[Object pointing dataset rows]
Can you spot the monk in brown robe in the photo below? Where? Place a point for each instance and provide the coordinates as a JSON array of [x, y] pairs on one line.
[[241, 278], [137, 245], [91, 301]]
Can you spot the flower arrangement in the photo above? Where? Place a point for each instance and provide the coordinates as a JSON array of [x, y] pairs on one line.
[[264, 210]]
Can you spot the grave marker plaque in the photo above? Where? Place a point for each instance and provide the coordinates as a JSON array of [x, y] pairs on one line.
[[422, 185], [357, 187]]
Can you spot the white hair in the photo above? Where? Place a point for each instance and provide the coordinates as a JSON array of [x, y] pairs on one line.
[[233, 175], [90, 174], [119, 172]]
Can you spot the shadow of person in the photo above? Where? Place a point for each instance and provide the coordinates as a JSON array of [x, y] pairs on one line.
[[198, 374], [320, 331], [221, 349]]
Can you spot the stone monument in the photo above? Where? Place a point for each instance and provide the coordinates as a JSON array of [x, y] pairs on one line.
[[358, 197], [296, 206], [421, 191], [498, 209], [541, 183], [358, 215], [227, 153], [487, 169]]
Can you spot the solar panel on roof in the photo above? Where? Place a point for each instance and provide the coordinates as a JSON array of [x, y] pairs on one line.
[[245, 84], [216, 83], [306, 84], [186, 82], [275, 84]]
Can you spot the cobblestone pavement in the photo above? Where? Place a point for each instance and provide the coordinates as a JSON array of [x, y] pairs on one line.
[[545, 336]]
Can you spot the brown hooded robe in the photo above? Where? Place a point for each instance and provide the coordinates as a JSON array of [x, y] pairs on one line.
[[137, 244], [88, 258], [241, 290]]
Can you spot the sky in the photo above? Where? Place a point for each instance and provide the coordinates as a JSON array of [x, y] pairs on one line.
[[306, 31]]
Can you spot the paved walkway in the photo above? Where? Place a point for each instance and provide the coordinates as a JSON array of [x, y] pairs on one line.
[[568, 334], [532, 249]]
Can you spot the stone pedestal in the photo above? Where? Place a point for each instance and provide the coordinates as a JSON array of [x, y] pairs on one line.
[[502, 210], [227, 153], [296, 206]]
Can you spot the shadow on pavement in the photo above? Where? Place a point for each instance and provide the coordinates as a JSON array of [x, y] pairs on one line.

Given task:
Every entry must be quoted exactly as it appears above.

Response:
Can you spot the monk in brown robe in the photo below? Where? Place a point for each instance and provide the coordinates as a JSON array of [x, y] pairs on one line.
[[241, 278], [137, 245], [91, 301]]
Can you spot the flower arrangement in the photo above? Where? Place a point for each instance and provide the coordinates as a JSON array of [x, y] pairs on one line.
[[264, 210]]
Can you spot the grave marker plaque in the photo above? Where? Place a point for each instance and provide the coordinates as a JSON array of [x, y] pairs on one line.
[[422, 185], [357, 187]]
Can you spot the white hair in the photo above? Where? Place a point for each instance and provide the coordinates as a JSON array of [x, y] pairs on one line.
[[233, 175], [90, 174], [119, 172]]
Can you spot the shadow of person in the photo above? Where? Place a point for each instance and provide the coordinates as a JSON array of [x, y] pairs on one line.
[[198, 374], [320, 331], [221, 349]]
Can you spot the stone monument in the photo above? Where? Place a point for each instance and provide the coordinates as a JSON array of [x, y] pairs on one line.
[[358, 197], [296, 206], [421, 191], [498, 209], [541, 183], [358, 215], [227, 153], [487, 169]]
Can you spot the solar panel on roof in the photo above? Where? Place a point for each instance and provide the coordinates as a JSON array of [x, y] pairs on one line.
[[245, 84], [216, 83], [306, 84], [186, 82], [275, 84]]
Can you spot the cobblestone pavement in the photo above? Where? Place a point for each instance and provide the coordinates as a JSON array of [x, y] pairs on one line.
[[545, 336]]
Can you spot the brown hooded robe in the photo above? Where? Place a point for each instance and provide the coordinates as a JSON array of [x, y] pairs on one line.
[[137, 244], [88, 258], [241, 290]]
Can you spot the sky in the photo above? Where? Place a point for each instance and provide the coordinates as a JSON array of [x, y] pairs on one line.
[[306, 31]]
Can you spot the paved walkway in the photo above? Where? Place a point for each instance and provide the coordinates as a JSON array of [x, y] pairs on one line.
[[568, 334], [532, 249]]
Can you spot the stone pedestal in the photo above? Where? Place a point for each instance and provide the coordinates as a JSON array of [x, y] pairs on one line.
[[502, 210], [227, 153], [296, 206]]
Can you spot the shadow on pavement in the photo above? Where? Place a point for each instance and provide the coordinates as a JSON array of [x, y] pairs on one line.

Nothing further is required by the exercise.